> **Exercise**:
When you reach the line containing "monument and report the pixel coordinates.", begin copying, and keep copying each line exactly until the listing ends.

> **Dataset**:
*** Block opens ***

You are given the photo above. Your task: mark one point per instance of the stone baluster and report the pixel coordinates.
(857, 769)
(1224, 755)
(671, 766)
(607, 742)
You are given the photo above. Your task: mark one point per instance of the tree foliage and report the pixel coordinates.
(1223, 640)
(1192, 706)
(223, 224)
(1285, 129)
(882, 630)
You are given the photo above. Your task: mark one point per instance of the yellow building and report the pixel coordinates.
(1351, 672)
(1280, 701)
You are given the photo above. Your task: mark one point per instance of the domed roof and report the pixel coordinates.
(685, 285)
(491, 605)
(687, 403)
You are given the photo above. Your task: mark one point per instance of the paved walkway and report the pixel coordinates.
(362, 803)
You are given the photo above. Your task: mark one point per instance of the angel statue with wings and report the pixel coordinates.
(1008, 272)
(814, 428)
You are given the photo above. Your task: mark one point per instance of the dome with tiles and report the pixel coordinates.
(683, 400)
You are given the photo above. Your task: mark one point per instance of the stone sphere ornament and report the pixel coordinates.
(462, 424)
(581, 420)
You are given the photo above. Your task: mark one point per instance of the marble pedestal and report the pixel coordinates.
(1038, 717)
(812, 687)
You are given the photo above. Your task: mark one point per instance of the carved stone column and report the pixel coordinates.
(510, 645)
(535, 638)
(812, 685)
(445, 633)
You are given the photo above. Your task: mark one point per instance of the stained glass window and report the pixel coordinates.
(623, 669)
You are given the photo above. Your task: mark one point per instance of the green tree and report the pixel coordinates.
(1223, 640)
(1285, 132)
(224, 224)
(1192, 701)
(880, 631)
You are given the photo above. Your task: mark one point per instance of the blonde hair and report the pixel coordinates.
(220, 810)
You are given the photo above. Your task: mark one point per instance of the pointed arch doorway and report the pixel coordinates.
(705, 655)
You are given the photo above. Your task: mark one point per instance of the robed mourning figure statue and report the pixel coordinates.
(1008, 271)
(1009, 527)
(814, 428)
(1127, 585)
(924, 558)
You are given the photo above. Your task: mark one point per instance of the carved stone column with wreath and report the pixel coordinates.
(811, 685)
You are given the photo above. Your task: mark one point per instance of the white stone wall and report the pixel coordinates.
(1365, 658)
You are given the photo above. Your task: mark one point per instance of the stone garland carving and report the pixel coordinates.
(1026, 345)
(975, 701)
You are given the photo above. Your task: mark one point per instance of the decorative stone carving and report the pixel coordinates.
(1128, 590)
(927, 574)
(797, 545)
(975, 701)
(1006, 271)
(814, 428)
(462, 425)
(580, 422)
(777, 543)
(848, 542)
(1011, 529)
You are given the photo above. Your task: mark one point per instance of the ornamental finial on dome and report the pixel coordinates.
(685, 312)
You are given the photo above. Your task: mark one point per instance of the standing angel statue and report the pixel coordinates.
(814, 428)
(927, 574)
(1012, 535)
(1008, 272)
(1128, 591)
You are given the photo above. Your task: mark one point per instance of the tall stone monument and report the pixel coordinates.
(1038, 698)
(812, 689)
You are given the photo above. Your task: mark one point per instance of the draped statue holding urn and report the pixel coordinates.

*** Block closes ***

> **Result**:
You are given the photo above. Your task: mark one point per instance of the tall stone monument and report the pixel coordinates.
(1038, 698)
(812, 689)
You are given the photo above. Your task: mark one point per instance of the draped statue holding urn and report the pixel coordinates.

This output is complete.